- **What the exercise asks**: Count the lines in the records below that contain the string "basketball", treating uppercase and lowercase as different. Give only the number.

[Object position labeling records]
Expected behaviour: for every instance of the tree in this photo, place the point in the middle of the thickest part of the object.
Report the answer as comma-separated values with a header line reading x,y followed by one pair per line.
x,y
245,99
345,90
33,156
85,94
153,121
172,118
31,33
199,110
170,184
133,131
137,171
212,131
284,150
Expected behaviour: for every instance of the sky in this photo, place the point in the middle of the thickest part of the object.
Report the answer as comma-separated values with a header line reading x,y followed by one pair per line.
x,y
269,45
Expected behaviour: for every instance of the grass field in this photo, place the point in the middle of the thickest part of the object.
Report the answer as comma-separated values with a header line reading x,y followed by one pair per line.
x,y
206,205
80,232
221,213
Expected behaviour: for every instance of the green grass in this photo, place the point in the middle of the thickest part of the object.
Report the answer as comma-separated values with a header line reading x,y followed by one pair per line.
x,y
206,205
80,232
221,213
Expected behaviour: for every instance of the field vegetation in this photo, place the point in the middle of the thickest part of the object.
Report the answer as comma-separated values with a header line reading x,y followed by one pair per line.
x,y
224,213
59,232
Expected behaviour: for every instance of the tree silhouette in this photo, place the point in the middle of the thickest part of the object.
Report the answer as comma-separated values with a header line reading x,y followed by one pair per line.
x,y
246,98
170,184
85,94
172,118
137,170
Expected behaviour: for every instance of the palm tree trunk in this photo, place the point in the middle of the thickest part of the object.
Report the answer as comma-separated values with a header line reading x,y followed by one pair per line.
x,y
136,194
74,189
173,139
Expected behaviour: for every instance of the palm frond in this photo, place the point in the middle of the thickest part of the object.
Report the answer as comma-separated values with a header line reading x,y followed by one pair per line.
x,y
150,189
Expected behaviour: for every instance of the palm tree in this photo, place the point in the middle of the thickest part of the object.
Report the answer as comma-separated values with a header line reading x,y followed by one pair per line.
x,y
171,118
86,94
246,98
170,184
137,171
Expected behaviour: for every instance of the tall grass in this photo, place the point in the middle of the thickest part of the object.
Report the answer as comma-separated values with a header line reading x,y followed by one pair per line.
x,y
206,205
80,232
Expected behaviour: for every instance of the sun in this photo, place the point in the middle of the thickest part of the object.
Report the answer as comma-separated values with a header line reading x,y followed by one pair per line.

---

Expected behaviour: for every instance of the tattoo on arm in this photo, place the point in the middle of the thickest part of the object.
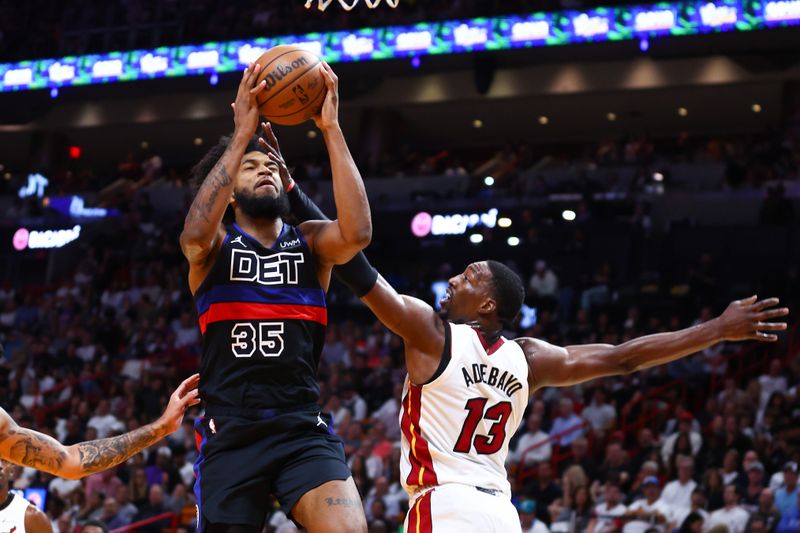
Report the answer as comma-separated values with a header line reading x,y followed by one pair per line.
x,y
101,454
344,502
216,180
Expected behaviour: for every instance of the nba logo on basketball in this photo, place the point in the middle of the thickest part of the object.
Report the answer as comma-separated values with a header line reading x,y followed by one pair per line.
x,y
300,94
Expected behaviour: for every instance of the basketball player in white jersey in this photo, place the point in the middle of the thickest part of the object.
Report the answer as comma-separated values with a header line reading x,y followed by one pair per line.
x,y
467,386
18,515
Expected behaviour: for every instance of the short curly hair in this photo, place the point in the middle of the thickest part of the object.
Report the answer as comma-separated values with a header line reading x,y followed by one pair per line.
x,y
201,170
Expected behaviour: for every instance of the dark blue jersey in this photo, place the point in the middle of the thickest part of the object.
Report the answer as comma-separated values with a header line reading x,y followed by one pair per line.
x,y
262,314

- **Completed task**: 2